[RECORDED INFORMATION]
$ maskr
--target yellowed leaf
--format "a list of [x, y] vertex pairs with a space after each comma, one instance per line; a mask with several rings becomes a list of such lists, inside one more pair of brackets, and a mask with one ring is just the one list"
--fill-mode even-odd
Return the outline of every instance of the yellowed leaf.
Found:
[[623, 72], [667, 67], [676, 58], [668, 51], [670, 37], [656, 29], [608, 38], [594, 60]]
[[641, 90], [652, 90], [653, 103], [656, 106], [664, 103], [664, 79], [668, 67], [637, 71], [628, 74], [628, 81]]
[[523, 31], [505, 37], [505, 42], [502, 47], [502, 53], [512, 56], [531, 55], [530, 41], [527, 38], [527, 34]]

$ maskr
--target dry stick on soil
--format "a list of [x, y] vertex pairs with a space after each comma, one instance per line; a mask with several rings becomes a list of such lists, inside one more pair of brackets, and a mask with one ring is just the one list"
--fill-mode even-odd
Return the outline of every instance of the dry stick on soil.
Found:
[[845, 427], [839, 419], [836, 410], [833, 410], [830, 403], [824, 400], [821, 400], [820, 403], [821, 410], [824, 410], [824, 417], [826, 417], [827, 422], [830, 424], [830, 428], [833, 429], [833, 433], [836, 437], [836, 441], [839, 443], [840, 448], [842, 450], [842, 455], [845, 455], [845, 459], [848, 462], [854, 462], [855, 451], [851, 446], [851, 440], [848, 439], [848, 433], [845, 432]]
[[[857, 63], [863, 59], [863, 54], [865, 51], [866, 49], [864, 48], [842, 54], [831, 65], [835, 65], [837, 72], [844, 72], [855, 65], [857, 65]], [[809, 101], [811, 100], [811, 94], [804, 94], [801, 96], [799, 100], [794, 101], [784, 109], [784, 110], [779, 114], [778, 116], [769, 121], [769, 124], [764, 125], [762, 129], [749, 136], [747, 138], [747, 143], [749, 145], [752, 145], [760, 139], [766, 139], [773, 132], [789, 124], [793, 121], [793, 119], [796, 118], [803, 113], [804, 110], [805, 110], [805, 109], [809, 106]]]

[WORK TO BE COMPLETED] Copy out all of the material above again, line for line, without changing anything.

[RESPONSE TO THIS TASK]
$ maskr
--target yellowed leaf
--format "a list of [x, y] vertex pairs with a space after each comma, one instance per line; a mask with several rings becomes a list of such lists, inside one more pair of brackets, and a mask with one ring is just the one list"
--fill-mode even-odd
Return the outline of every instance of the yellowed leaf.
Found:
[[623, 72], [667, 67], [676, 58], [668, 51], [670, 37], [656, 29], [608, 38], [594, 60]]
[[641, 90], [652, 90], [653, 103], [656, 106], [664, 103], [664, 79], [668, 67], [637, 71], [628, 74], [628, 81]]
[[523, 31], [505, 37], [505, 42], [502, 47], [502, 53], [512, 56], [531, 55], [530, 41], [527, 38], [527, 34]]

$ maskr
--target dry stick on soil
--format "a list of [x, y] vertex pairs with a space after each comma, one instance per line; a mask with several rings becomes a list of such lists, inside one more pair of brackets, and a mask with one ring is just the one list"
--fill-mode even-odd
Return the outline of every instance of the dry stick on soil.
Found:
[[845, 427], [839, 419], [836, 410], [833, 410], [830, 403], [824, 400], [821, 400], [820, 403], [821, 410], [824, 410], [824, 417], [826, 417], [827, 422], [830, 424], [830, 428], [833, 429], [833, 433], [836, 437], [836, 441], [839, 443], [840, 448], [842, 450], [842, 455], [845, 455], [845, 459], [848, 462], [854, 462], [855, 451], [851, 446], [851, 440], [848, 439], [848, 433], [845, 432]]
[[[857, 63], [863, 59], [863, 54], [865, 51], [866, 49], [864, 48], [842, 54], [831, 65], [835, 65], [837, 72], [844, 72], [855, 65], [857, 65]], [[809, 101], [811, 100], [811, 94], [804, 94], [801, 96], [799, 100], [794, 101], [784, 109], [784, 110], [779, 114], [778, 116], [769, 121], [769, 124], [764, 125], [762, 129], [749, 136], [747, 138], [747, 143], [749, 145], [752, 145], [760, 139], [766, 139], [773, 132], [789, 124], [793, 121], [793, 119], [796, 118], [803, 113], [804, 110], [805, 110], [805, 109], [809, 106]]]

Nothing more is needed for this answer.